- [OBJECTIVE] Emit the entire listing verbatim.

* start *

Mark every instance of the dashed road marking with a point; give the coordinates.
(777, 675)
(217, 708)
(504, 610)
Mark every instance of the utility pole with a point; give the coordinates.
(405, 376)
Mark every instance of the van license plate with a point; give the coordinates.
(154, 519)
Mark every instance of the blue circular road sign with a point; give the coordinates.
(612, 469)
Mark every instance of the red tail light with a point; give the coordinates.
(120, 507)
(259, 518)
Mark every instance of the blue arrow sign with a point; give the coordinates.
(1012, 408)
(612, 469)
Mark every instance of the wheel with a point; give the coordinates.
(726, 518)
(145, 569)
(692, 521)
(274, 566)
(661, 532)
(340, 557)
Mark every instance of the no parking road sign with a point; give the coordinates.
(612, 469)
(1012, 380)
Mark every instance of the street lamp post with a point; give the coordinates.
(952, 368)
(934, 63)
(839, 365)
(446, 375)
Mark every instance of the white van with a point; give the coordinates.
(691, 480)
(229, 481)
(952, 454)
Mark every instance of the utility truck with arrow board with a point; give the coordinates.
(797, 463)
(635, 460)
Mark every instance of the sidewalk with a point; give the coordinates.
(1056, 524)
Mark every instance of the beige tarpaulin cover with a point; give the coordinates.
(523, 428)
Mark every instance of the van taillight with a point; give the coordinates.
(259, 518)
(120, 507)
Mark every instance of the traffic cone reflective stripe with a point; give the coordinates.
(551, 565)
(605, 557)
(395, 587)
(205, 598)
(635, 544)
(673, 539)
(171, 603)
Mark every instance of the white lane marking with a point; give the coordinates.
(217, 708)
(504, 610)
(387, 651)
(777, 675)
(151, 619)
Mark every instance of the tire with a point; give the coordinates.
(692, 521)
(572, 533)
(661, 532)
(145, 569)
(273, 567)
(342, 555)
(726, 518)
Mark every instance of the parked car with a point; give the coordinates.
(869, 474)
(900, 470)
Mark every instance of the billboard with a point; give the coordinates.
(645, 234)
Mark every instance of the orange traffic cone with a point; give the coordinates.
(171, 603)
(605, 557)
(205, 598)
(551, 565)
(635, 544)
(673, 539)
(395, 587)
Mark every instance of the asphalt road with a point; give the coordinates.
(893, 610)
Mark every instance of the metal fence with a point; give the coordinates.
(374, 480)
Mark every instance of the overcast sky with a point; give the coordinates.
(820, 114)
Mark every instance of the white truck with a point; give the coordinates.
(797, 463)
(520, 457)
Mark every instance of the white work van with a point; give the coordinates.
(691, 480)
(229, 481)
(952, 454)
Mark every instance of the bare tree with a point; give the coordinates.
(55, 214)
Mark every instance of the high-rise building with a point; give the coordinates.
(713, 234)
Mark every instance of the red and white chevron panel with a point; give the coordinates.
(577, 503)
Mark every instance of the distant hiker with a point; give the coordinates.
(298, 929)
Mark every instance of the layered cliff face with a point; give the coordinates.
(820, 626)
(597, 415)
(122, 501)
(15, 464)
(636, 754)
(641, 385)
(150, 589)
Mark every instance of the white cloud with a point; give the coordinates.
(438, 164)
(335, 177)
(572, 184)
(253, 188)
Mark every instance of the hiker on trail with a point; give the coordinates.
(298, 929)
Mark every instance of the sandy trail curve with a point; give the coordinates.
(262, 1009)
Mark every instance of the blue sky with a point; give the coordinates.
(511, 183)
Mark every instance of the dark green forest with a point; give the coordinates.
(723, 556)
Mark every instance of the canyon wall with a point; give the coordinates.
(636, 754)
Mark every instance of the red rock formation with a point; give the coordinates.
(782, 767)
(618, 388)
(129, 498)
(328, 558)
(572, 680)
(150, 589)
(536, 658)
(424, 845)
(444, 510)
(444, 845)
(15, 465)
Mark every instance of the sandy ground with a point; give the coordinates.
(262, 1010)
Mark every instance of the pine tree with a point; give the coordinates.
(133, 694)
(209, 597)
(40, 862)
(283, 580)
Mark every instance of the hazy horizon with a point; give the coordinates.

* end *

- [EXERCISE RESULT]
Mark every instance of the dashed road marking with a point; give the coordinates.
(777, 675)
(217, 708)
(504, 610)
Mark every instance of the utility pole with a point; give the coordinates.
(405, 376)
Mark every instance of the van license plate with a point; give the coordinates.
(154, 519)
Mark every instance of the blue circular road sign with a point; give the coordinates.
(612, 469)
Mark every instance of the red tail light with a point; give the coordinates.
(120, 507)
(259, 518)
Mark every instance of the blue arrow sign with a point; give the coordinates.
(1012, 408)
(612, 469)
Mark every instance of the wheel with a point; give the coordinates.
(726, 518)
(145, 569)
(692, 521)
(274, 566)
(661, 532)
(340, 557)
Mark every instance of the no parking road sign with a point; give the coordinates.
(612, 469)
(1012, 380)
Mark every instance of the street lamp post with a point; give the coordinates.
(952, 368)
(934, 63)
(839, 365)
(446, 375)
Mark every instance of the white van with a point; give the coordinates.
(691, 480)
(229, 481)
(952, 454)
Mark every instance of the utility truck with arrow board with a point; give the coordinates.
(797, 463)
(635, 460)
Mark every instance of the sidewalk with a point; give the coordinates.
(1056, 524)
Mark every instance of the beige tarpaulin cover with a point; give the coordinates.
(523, 428)
Mark every instance of the van taillight with a point; give the coordinates.
(259, 518)
(120, 507)
Mark every instance of the traffic cone reflective stripe with a point; give the coordinates.
(551, 565)
(605, 557)
(395, 587)
(205, 598)
(635, 544)
(673, 539)
(171, 603)
Mark every instance of the white lane marking with a point; give the coordinates.
(217, 708)
(504, 610)
(387, 651)
(777, 675)
(151, 619)
Mark every instance of the tire with a point; give the coordinates.
(692, 521)
(572, 533)
(661, 532)
(145, 569)
(273, 567)
(342, 555)
(726, 518)
Mark every instance of the parked car with a point; give the coordinates.
(869, 474)
(900, 470)
Mark every instance of the billboard with a point; give the coordinates.
(645, 234)
Mark every instance of the orange traffic cone with a point; give the coordinates.
(171, 603)
(605, 557)
(205, 598)
(551, 565)
(635, 544)
(673, 539)
(395, 587)
Mark every instance of the asphalt road with a point; give the coordinates.
(893, 610)
Mark every instance of the metal fence with a point; give the coordinates.
(374, 480)
Mark every instance of the overcast sky with a point; give the coordinates.
(820, 114)
Mark every instance of the white truck with a point; give the coordinates.
(797, 463)
(520, 457)
Mark every instance of the white work van with a point; give the coordinates.
(691, 480)
(229, 481)
(952, 454)
Mark every instance of the bare tree with a point; give the coordinates.
(55, 214)
Mark every instance of the high-rise building with a point; give the coordinates.
(713, 234)
Mark every instance of the red and white chevron panel with a point; give the coordinates.
(577, 503)
Mark every instance of the distant hiker with a point; give the coordinates.
(298, 929)
Mark every instance of the layered cliff face with a point; give the coordinates.
(820, 626)
(597, 415)
(122, 501)
(15, 464)
(636, 754)
(641, 385)
(150, 589)
Mark every instance of the white cloud with a point; give the coordinates.
(438, 164)
(335, 177)
(572, 184)
(253, 188)
Mark every instance of the hiker on trail with a point; give the coordinates.
(298, 929)
Mark every instance of the sandy trail curve with a point; give the coordinates.
(262, 1009)
Mark every instance of the blue sky with a point; give the coordinates.
(511, 183)
Mark every instance of the dark green forest with a point; give the coordinates.
(723, 556)
Mark every instance of the canyon wall with a point; give the coordinates.
(636, 754)
Mark every instance of the red rock formation with a point; give the coordinates.
(782, 767)
(618, 388)
(129, 498)
(328, 558)
(572, 680)
(150, 589)
(536, 658)
(424, 845)
(444, 510)
(444, 845)
(15, 465)
Mark every instance of the sandy ground with a point; give the coordinates.
(262, 1010)
Mark every instance of the pine tree with a point; give the coordinates.
(133, 694)
(209, 597)
(40, 862)
(283, 580)
Mark every instance of the hazy horizon with a point; give the coordinates.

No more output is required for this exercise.